Referring expression pointing data:
Segment Open

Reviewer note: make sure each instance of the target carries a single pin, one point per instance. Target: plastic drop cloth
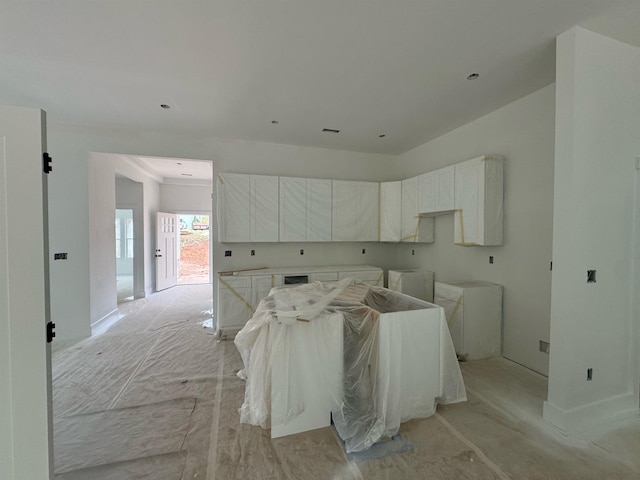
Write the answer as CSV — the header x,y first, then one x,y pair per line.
x,y
397,359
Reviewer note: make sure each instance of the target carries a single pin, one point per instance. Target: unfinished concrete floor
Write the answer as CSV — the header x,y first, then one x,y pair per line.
x,y
156,397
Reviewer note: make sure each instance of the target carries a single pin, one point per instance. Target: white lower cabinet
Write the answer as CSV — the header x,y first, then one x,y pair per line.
x,y
373,278
474,316
261,285
235,303
412,282
240,294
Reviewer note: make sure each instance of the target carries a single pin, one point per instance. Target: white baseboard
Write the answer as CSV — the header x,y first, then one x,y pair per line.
x,y
585,417
102,325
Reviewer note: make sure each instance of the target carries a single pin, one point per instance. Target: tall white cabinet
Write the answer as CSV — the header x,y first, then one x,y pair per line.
x,y
474,316
354,211
479,202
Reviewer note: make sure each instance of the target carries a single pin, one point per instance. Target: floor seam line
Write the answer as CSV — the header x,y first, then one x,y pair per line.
x,y
135,372
496,469
213,440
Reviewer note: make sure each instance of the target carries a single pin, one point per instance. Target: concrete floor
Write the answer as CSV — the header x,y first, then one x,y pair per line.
x,y
156,397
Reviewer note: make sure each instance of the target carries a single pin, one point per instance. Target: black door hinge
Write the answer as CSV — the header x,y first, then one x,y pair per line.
x,y
46,163
50,331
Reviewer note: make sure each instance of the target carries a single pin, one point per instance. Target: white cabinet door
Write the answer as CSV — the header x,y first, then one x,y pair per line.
x,y
167,233
318,210
261,285
293,209
437,191
235,306
26,441
414,228
478,202
234,211
355,211
390,211
264,208
474,316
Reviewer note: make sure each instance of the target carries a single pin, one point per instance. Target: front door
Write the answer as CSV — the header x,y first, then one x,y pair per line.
x,y
166,250
25,357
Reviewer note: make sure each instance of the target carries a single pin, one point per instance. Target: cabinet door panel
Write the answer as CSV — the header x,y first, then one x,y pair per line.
x,y
261,285
264,208
391,211
318,210
367,211
234,212
293,209
469,204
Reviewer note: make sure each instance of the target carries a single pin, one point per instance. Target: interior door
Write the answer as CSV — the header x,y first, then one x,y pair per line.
x,y
167,232
25,357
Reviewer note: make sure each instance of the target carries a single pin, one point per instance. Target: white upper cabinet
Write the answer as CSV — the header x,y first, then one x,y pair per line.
x,y
355,211
414,228
479,202
305,210
234,218
436,190
318,210
247,208
264,208
293,209
390,211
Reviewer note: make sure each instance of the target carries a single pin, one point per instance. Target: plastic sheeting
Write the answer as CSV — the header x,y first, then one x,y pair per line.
x,y
396,360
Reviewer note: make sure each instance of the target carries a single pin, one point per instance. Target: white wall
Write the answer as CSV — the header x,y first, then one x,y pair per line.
x,y
69,206
597,142
522,132
181,198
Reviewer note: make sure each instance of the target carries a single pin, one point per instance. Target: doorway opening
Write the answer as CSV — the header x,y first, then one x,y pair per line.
x,y
193,249
124,238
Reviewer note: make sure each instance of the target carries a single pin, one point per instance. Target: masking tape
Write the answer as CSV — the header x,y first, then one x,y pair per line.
x,y
454,311
240,297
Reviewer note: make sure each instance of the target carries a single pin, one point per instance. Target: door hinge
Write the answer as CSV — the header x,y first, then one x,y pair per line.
x,y
46,163
51,331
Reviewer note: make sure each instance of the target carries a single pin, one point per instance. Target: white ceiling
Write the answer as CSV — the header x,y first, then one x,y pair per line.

Segment Closed

_AIM OF THE EXERCISE_: In your copy, include no pictures, but set down every record exactly.

_EXERCISE OUTPUT_:
Reviewer note: make sure each instance of the target carries a single pin, one point per instance. Target: plastic drop cloth
Write the answer as CSV — the header x,y first, then one x,y pair per line.
x,y
397,359
Reviewer note: make sure each instance of the target carries a single pin, one point per instance. Target: unfinished concrete floor
Write the answer as CSV — the header x,y first, then one x,y pair per line.
x,y
156,397
Reviewer note: make sure each instance of the target carries a single pin, one point per instance. Target: white lower cabinet
Write the answer as CSV — the header x,y first, then one x,y pair per line.
x,y
373,278
474,316
261,285
235,303
412,282
240,294
Reviewer note: make sure each instance of the target carries a single pin, one point per instance. Target: white baseboard
Write the answer as CSV — the header x,y first, then one x,y pair per line.
x,y
585,417
102,325
Reviewer note: make sure each instance of the target carries a single pin, one point per instance. Target: tall white cabinet
Write the answer as CSV — the header x,y first, then one x,y pair per line.
x,y
474,316
354,211
479,202
Reviewer note: make sure each instance of the target carries a single pin, one point per instance. Target: floor seam line
Write the answer as CSV — the header x,y first, then one x,y pair per line.
x,y
135,372
496,469
213,440
Reviewer note: make sure each instance of the target carries a single pin, one point per instance. Target: concrete floor
Write the answer as CSV — the header x,y first, then one x,y pair per line.
x,y
156,397
Reviewer note: make sure each instance of the target carries a single pin, one point per instance. Target: black door hinge
Write the answer as CSV — the header x,y first, then one x,y pair per line.
x,y
46,163
50,331
Reviewer note: make sure each instance of the target carries a single pin, one point per instance. Target: white cabinet door
Write the answer as CSV — the header x,y first, then one x,y pair per line.
x,y
167,233
318,210
261,285
293,209
437,191
235,306
26,441
414,228
478,202
234,211
355,211
390,211
264,208
474,316
Reviewer note: make sure each instance of the target carries a single pin, one point per instance. Target: front door
Write the answer as CSV — the header x,y first, then one x,y pair per line.
x,y
166,250
25,357
Reviewer note: make sure each instance of the target carries a single pin, one point per instance. Target: cabinet door panel
Write the answer as CSV — the header x,y first, then one x,y pair per line.
x,y
261,285
264,208
391,211
318,210
367,211
234,212
293,209
469,204
Reviewer note: make sure each instance of the target carries a single pin, one point per instance. Target: interior door
Write the answer as CSV — the header x,y first, then one x,y pair per line.
x,y
167,232
25,357
Reviewer note: make sure each instance of the target carries a single pin, one point per instance. Target: white upper cabinet
Write the answer as CSV — the header x,y first, then one x,y pair per line.
x,y
355,211
414,228
479,202
305,210
234,218
436,190
318,210
247,208
264,208
293,209
390,211
Reviewer note: make sure each instance of the target carries a single pin, one point per instance. Target: plastic sheeting
Write the answer as CSV — the header x,y first, then one x,y pair per line.
x,y
396,360
Reviewer note: make sure each instance of the target carries a single pin, one point per instance. Target: white wall
Write the answer as CSV — the header x,y first, then one x,y pair per line.
x,y
69,206
597,142
522,132
181,198
Reviewer note: make sure each instance of the target carries a single pin, one point per instance. Target: doorway opening
Write the answer as CSV — the header x,y first, then one x,y pair per line.
x,y
193,249
124,238
Reviewer note: make sure each instance of the target carries a single pin, one point per instance. Target: masking tape
Write the answer as CSV — the header x,y first, then one x,y pair per line.
x,y
454,311
240,297
Reviewer note: make sure each instance of the target carries a single pin, one point per instance. Target: door hinge
Write the answer as CSV — the header x,y first, then one x,y pair per line.
x,y
46,163
51,331
Reviewer note: make sure each instance of the target carries a single pin, one point per instance. Target: white ceiling
Write the answer as CSV — the header x,y first, then one x,y pair per line.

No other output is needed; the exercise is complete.